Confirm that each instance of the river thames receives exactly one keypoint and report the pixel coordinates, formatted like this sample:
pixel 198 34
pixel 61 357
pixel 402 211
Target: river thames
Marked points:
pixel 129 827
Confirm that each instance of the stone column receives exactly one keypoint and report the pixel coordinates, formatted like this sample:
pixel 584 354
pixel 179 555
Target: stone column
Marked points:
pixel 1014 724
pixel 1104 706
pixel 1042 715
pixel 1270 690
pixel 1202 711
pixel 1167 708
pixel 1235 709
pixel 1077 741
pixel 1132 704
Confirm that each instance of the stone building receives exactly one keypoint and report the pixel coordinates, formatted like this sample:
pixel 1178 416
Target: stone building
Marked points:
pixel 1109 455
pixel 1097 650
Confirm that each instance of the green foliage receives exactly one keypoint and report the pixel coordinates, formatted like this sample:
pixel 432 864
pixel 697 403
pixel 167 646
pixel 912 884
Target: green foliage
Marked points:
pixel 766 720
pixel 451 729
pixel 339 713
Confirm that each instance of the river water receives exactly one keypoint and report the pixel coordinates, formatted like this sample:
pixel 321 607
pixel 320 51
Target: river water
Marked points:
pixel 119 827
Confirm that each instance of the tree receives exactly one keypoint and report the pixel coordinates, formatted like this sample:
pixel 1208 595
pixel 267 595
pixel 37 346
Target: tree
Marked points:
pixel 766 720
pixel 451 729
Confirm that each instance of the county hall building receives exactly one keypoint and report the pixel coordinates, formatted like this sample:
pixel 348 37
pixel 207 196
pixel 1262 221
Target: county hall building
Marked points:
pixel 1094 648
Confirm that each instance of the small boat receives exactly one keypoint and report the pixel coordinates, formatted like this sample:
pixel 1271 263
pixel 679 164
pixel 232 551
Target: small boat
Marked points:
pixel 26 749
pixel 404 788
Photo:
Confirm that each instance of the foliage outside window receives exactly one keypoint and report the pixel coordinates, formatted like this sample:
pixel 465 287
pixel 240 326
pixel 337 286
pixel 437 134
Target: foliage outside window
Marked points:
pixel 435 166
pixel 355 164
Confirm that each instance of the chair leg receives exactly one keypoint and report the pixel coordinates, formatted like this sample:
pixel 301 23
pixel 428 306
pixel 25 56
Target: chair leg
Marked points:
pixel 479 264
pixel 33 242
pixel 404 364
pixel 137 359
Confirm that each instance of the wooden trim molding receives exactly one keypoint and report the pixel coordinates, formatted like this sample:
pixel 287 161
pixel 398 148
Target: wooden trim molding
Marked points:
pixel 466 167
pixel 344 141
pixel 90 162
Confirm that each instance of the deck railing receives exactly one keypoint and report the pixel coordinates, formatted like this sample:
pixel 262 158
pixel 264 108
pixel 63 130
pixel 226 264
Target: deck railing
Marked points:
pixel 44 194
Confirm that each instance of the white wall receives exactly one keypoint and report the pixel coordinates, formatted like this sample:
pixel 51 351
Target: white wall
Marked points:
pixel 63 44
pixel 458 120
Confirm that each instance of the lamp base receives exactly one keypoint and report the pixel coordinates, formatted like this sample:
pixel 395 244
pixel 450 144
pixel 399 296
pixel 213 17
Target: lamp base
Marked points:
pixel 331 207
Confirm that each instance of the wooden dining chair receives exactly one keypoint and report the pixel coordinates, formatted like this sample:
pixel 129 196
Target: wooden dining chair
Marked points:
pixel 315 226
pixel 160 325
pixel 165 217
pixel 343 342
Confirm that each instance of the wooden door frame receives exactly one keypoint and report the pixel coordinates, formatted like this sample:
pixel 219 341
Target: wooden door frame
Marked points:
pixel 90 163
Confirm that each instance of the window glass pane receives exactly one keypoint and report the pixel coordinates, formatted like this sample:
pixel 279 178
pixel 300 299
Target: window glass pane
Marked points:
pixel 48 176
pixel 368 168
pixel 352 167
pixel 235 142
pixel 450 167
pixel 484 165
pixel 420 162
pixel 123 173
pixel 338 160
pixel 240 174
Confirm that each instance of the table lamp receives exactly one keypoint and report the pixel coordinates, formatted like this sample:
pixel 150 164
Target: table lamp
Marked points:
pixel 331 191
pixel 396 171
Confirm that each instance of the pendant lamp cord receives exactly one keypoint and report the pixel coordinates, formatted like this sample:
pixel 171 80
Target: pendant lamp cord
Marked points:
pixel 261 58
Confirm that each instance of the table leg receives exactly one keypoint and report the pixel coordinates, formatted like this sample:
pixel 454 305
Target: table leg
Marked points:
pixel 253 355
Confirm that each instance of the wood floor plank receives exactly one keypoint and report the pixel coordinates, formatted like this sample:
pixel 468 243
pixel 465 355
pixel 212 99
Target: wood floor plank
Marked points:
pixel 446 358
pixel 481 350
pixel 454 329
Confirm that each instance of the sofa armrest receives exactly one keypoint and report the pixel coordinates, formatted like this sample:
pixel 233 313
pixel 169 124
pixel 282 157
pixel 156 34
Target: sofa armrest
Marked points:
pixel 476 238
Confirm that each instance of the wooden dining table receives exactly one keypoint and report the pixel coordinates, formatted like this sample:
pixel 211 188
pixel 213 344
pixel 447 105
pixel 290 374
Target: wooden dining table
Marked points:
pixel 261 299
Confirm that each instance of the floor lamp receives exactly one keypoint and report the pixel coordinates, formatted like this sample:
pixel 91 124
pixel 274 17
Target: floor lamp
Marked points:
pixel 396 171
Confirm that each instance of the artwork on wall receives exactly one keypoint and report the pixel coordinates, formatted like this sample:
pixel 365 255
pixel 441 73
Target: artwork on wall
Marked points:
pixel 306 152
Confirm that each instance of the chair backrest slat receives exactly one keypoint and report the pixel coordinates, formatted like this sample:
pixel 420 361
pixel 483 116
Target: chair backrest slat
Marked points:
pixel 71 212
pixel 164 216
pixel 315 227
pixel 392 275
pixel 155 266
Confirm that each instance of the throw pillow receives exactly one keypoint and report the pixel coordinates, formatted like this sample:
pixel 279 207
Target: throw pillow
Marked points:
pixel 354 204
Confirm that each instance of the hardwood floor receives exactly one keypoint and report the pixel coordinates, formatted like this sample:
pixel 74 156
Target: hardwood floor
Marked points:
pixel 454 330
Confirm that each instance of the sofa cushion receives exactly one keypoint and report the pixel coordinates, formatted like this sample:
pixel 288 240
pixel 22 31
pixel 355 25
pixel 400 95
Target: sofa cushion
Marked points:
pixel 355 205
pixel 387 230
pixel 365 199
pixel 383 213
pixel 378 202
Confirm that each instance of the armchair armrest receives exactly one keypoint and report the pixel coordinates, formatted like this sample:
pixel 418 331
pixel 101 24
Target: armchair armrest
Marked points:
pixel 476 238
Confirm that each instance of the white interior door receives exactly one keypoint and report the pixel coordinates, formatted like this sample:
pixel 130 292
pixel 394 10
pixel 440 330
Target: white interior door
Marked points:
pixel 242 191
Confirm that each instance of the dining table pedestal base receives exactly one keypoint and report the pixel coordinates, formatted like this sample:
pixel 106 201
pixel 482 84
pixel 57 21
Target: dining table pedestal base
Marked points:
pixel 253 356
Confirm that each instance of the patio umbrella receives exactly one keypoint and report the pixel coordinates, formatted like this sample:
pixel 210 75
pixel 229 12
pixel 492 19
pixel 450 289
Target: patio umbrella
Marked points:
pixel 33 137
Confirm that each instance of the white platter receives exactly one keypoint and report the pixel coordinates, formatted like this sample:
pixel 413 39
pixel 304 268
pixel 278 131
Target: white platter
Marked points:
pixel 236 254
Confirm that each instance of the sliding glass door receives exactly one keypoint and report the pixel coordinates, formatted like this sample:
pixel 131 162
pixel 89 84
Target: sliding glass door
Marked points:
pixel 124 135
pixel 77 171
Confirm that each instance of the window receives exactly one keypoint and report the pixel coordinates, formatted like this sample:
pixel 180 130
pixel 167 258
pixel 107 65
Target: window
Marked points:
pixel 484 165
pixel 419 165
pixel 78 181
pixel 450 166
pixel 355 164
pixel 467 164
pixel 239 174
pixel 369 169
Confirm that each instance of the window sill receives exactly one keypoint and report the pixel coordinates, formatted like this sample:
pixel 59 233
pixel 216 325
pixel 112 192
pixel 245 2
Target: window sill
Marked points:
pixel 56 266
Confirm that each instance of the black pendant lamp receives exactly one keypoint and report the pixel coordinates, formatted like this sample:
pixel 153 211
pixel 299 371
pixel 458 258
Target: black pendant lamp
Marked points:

=== Exercise directions ===
Transcribe the lines above between the line holding "pixel 131 162" and the line holding "pixel 107 65", inclusive, exactly as they stand and with nothing added.

=== Exercise solution ===
pixel 131 162
pixel 89 84
Target: sliding glass door
Marked points:
pixel 124 135
pixel 77 171
Confirm that each instance of the window receives exactly one keypoint and report the pixel coordinates, formatted like this sample:
pixel 180 130
pixel 167 258
pixel 107 65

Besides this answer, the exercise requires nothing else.